§ Given request
Could you write out the material from its start up to and including the line with "(1047, 410)", keeping every request line unchanged and adding 80 to each coordinate value in the answers?

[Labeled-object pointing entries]
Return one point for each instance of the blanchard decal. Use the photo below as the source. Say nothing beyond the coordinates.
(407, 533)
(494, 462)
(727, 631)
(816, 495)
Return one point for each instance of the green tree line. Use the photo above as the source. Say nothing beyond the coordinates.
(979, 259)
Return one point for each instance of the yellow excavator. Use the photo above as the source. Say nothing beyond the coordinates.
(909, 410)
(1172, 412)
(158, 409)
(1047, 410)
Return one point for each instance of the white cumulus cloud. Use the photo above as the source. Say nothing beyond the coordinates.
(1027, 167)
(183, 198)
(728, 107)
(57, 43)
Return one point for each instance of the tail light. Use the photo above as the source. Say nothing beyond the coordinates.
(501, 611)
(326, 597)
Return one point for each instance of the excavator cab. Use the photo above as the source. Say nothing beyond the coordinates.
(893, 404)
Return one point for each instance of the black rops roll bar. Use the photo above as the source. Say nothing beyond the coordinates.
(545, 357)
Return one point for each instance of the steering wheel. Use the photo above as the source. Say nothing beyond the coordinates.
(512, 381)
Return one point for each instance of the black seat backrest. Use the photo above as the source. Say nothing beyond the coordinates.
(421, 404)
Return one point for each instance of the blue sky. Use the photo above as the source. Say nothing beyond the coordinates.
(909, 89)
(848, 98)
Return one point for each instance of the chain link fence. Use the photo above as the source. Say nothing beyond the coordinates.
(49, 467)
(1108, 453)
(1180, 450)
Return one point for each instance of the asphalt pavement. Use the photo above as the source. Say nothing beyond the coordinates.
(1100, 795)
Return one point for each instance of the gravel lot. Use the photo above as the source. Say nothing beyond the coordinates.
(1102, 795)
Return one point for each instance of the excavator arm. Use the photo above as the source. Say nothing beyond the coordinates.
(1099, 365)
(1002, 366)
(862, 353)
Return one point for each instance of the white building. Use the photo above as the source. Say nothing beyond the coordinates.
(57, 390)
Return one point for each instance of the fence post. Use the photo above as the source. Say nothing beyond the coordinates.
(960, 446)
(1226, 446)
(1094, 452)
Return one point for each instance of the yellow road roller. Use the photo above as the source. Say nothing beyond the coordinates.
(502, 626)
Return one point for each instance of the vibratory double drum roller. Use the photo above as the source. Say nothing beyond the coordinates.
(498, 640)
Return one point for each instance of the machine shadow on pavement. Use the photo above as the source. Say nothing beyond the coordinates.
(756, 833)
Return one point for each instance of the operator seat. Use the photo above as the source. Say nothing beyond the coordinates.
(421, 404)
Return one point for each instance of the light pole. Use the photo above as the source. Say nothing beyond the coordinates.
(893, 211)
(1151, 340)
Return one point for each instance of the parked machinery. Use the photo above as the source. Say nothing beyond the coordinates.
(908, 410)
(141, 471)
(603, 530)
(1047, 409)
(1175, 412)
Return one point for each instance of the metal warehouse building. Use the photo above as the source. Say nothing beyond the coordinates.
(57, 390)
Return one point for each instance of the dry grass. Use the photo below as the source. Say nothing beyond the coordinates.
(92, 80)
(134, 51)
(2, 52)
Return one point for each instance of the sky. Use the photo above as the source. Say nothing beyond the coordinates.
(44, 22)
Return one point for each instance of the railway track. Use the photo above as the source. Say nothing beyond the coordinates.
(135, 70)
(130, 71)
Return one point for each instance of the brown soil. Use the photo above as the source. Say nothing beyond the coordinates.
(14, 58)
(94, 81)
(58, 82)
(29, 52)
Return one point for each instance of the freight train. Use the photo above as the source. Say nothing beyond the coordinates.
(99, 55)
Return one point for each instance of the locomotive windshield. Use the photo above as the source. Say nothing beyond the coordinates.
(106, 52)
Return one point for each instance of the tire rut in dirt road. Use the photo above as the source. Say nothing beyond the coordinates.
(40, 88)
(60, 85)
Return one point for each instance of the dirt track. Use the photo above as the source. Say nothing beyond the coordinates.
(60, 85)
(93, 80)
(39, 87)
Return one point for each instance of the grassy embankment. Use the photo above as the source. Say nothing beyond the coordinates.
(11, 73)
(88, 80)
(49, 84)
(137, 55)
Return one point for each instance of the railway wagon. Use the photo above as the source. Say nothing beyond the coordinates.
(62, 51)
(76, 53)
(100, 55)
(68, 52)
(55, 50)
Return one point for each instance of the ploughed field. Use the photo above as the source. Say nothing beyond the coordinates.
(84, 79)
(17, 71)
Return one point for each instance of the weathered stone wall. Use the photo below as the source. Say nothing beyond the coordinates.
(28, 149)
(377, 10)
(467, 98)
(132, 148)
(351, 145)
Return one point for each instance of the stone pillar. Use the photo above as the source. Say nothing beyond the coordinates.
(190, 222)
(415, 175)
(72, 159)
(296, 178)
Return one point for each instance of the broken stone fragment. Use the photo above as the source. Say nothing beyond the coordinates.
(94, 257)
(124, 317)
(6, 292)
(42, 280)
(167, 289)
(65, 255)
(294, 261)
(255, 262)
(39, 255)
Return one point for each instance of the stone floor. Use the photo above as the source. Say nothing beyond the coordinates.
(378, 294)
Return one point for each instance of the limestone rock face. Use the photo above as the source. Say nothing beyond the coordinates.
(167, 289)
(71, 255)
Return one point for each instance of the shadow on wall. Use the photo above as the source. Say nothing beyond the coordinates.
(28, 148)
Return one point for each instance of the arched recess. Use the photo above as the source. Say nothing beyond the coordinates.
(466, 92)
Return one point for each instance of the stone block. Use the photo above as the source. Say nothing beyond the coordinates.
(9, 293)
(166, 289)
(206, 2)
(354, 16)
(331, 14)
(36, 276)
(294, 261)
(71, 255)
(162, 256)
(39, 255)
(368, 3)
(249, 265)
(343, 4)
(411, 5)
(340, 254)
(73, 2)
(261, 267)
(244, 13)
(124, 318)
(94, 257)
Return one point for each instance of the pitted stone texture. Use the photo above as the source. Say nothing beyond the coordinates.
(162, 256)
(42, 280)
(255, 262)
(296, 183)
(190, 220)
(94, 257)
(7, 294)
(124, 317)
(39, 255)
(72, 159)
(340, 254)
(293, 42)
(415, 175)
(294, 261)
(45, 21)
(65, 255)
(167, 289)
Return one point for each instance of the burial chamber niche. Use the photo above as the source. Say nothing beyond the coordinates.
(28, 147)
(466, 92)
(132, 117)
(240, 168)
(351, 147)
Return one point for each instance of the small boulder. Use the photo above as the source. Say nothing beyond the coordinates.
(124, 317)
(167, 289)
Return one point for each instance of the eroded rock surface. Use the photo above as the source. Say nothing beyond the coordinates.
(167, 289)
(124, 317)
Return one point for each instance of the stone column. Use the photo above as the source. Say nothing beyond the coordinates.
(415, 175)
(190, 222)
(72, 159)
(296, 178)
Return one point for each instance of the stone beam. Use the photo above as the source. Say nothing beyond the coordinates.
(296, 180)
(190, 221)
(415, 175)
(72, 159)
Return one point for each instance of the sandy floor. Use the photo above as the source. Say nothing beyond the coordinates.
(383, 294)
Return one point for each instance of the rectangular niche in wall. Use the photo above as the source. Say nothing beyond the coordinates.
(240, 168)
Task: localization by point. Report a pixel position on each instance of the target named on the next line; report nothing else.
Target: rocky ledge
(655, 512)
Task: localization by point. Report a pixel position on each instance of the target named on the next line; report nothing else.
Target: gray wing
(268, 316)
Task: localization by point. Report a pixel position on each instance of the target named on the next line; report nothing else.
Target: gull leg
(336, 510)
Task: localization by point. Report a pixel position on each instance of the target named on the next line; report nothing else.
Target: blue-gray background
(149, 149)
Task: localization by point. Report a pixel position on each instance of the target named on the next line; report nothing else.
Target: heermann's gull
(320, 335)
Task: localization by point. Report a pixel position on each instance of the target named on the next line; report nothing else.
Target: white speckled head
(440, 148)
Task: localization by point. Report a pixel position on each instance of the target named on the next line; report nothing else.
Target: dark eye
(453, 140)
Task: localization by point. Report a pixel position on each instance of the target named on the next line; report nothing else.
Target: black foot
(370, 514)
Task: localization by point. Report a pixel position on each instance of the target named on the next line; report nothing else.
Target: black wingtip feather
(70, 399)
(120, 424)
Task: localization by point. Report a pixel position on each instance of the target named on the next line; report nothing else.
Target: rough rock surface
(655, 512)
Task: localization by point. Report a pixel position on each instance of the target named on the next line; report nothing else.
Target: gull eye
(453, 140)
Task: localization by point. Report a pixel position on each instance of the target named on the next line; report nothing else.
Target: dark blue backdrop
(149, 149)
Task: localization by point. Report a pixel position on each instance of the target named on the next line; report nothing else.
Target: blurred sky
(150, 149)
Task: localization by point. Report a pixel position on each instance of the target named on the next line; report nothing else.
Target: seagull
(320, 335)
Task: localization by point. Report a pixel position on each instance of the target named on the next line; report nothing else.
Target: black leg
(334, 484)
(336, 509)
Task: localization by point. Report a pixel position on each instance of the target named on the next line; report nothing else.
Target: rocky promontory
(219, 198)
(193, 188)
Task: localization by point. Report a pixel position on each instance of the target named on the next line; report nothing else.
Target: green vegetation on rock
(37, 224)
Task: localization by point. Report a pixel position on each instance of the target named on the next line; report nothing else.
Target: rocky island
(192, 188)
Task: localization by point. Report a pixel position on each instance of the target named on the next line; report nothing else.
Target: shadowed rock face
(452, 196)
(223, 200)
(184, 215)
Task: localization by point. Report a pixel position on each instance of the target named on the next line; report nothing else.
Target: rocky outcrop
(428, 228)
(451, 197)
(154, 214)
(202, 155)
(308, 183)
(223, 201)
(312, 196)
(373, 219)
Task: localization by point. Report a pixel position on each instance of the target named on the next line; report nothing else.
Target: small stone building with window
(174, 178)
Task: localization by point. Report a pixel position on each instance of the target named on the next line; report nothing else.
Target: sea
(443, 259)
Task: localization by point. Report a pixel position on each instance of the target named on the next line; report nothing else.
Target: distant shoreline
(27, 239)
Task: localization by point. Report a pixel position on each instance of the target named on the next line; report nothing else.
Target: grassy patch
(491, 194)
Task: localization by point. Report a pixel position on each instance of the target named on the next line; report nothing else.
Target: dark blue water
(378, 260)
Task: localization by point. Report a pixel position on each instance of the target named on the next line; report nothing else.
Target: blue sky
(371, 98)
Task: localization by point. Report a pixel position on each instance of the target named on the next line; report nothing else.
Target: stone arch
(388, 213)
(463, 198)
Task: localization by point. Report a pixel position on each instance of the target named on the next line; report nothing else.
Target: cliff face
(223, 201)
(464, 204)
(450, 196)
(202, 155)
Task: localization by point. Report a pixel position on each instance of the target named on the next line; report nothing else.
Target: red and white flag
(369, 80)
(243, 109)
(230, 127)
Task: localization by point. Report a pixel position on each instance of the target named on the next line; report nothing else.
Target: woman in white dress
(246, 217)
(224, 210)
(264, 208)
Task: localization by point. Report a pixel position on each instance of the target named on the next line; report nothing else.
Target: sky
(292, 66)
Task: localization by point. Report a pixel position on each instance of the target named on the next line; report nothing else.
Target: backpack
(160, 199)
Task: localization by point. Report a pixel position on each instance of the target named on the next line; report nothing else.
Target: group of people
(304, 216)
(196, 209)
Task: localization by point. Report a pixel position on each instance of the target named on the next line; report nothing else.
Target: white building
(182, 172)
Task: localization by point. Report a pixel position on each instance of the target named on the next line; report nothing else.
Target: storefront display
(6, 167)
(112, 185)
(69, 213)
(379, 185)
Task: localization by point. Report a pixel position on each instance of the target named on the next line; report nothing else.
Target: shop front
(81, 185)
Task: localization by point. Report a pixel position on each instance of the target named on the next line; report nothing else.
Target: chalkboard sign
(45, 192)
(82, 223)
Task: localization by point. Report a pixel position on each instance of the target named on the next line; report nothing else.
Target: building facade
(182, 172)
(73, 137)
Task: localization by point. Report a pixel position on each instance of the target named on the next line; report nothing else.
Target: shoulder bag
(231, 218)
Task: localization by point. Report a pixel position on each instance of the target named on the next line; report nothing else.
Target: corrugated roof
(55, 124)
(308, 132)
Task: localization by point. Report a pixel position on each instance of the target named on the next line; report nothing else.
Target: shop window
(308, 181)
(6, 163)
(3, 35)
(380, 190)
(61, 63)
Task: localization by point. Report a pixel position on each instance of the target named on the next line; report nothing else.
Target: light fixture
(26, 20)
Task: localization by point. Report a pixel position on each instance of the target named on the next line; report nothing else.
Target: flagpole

§ Result for this task
Return one point for each instance of the blanchard decal. Use the photo below as the source. Say nothing beyond the coordinates.
(487, 613)
(574, 542)
(807, 711)
(896, 575)
Return one point for each instance of the green tree line. Use the photo above as the source. Say nothing beyond the coordinates.
(1059, 339)
Return one point for each instance of the yellow excavator. Use the photo above as the source. Say nothing beyond the coordinates.
(989, 490)
(1252, 492)
(238, 489)
(1127, 490)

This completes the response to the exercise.